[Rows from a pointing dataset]
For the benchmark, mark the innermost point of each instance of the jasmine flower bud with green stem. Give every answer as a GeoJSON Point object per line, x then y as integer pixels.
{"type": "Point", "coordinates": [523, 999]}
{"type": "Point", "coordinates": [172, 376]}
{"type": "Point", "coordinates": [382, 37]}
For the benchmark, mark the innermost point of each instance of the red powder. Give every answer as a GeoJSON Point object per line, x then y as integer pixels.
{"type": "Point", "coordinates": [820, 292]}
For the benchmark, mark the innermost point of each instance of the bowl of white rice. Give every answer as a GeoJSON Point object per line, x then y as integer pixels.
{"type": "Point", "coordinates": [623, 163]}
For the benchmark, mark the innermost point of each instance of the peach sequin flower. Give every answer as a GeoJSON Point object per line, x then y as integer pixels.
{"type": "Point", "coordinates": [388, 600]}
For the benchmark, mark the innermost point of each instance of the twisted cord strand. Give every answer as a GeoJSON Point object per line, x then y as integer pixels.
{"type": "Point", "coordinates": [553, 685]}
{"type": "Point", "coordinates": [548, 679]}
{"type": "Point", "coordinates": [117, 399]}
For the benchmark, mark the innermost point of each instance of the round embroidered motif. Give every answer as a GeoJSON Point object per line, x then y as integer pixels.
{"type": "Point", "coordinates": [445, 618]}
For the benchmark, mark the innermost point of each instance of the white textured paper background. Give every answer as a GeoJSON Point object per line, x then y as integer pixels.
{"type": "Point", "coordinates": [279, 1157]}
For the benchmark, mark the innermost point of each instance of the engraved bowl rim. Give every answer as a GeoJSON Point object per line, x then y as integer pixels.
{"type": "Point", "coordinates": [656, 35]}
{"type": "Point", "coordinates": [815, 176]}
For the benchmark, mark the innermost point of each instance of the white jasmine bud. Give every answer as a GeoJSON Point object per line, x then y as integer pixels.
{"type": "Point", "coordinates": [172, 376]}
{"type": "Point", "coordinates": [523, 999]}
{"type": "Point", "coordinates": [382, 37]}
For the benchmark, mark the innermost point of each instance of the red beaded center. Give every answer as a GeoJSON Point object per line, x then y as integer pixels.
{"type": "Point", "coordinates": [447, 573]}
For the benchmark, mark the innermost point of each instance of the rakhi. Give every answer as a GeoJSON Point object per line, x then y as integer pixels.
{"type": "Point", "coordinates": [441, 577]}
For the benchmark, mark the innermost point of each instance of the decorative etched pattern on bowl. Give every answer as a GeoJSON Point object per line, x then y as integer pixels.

▶ YOUR OBJECTIVE
Rewrite the records from the line with "the red beaded" through the end of the records, requests included. Multiply each point coordinate in the answers by 1.95 and round it to a whole number, with halves rounding up.

▶ EXERCISE RESPONSE
For the benchmark, mark the innermost point of each instance of the red beaded center. Give every answer as a GeoJSON Point object per line, x then y as integer pixels.
{"type": "Point", "coordinates": [872, 1117]}
For the benchmark, mark the innermost point of each instance of the rakhi. Give every answer as a GeoJSON Point object per line, x then y as integer pixels.
{"type": "Point", "coordinates": [860, 1125]}
For the benchmark, mark the innermost point of each instance of the decorative etched pattern on bowl. Give every answer as a GeoJSON Point object per line, x then y as integer pixels.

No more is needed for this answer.